▸ Texto de lectura
___

La difusión de este principio ha supuesto la extensión de la práctica del consentimiento informado, que se lleva a cabo normalmente con la elaboración de textos que explican al paciente las alternativas terapéuticas –acompañadas de aclaraciones por parte del personal sanitario-, y el posterior registro de la aquiescencia o negativa del paciente a someterse a una terapia. Aunque en ocasiones se puede olvidar, también debe tenerse en cuenta la autonomía del personal sanitario para llevar a cabo u objetar una petición del paciente.

El respeto a la autonomía del paciente se ha convertido en un paradigma en el ámbito sanitario, pero la realidad es que su aplicación plantea bastantes dificultades y lleva a decisiones contradictorias respecto a idénticos problemas.

El origen de esta situación puede encontrarse en que la autonomía está presente, en la cultura actual, en cualquier acción que se lleva a cabo –educativa, política, bioética, legislativa, etc. –, lo cual implica que se le atribuyan significados muy distintos en unos casos u otros, e incluso que estos puedan ser equívocos.

El común denominador de todos ellos es la afirmación de que debe salvaguardarse la libertad de las personas, lo cual encierra un importante valor ético, pues se trata de una exigencia del respeto a la dignidad humana. Ahora bien, habría que preguntarse si, en el momento de la toma de decisiones por parte del paciente, basta esta condición –la de autonomía respecto a los demás tal como la entiende el Principialismo- para que se pueda decir que esa persona ha decidido con verdadera autonomía. Con frecuencia asi se entiende, de modo que el valor ético llamado “autonomía de la persona” se limita a verificar una condición –abstención de coacción exterior– en un procedimiento de toma de decisiones.

Por el contrario, es muy importante destacar que Kant –en cuyas tesis éticas se suelen apoyar los “principialistas”–, no entendía de esta forma débil la autonomía. Para el filósofo ( Kant), lo decisivo es que la respuesta ética sea el deber por el deber, porque sólo así el hombre obraría de forma autónoma, independientemente de que pueda existir o no una autoridad exterior legal y legítima que pudiera coaccionarle . Además, para poder obrar éticamente bien, es necesario que la elección pueda ser “universalizable”, y no que se tome de una forma solipsista.

___

▸ Registros de datos
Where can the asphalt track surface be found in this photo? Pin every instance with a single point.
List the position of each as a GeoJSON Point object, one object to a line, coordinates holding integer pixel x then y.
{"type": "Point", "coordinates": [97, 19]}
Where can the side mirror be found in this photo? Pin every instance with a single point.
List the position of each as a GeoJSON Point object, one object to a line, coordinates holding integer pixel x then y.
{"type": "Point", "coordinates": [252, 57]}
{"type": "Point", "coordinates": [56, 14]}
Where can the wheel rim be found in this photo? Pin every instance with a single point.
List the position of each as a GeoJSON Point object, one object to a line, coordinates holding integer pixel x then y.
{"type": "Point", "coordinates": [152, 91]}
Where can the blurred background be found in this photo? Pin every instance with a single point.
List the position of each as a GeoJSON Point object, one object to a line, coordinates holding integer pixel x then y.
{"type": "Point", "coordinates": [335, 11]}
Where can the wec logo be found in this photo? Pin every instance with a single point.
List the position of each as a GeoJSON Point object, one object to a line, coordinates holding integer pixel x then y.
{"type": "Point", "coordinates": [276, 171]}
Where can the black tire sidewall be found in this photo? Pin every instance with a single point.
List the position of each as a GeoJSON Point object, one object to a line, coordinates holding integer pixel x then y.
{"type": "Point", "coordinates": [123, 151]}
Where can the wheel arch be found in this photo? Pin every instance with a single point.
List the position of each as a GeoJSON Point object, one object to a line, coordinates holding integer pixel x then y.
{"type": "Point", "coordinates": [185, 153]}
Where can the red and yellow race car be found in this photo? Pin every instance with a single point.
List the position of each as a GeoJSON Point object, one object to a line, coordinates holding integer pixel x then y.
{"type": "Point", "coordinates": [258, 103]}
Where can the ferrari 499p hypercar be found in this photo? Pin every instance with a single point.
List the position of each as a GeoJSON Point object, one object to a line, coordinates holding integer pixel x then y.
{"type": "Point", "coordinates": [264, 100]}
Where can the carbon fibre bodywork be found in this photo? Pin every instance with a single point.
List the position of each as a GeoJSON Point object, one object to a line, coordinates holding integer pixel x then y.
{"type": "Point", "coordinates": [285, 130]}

___

▸ Ejercicio 1
Enumere los tipos de acción que, según el texto de lectura, muestran la presencia de la autonomía en la cultura actual.
▸ Ejercicio 2
Transcriba literalmente el pasaje del texto de lectura que va desde "El común denominador" hasta "toma de decisiones.".
▸ Ejercicio 3
Según el texto de lectura, ¿qué es lo decisivo para Kant?

▸ Solución escrita 1
Educativa, política, bioética y legislativa.

▸ Solución escrita 2
El común denominador de todos ellos es la afirmación de que debe salvaguardarse la libertad de las personas, lo cual encierra un importante valor ético, pues se trata de una exigencia del respeto a la dignidad humana. Ahora bien, habría que preguntarse si, en el momento de la toma de decisiones por parte del paciente, basta esta condición –la de autonomía respecto a los demás tal como la entiende el Principialismo- para que se pueda decir que esa persona ha decidido con verdadera autonomía. Con frecuencia asi se entiende, de modo que el valor ético llamado “autonomía de la persona” se limita a verificar una condición –abstención de coacción exterior– en un procedimiento de toma de decisiones.

▸ Solución escrita 3
Que la respuesta ética sea el deber por el deber.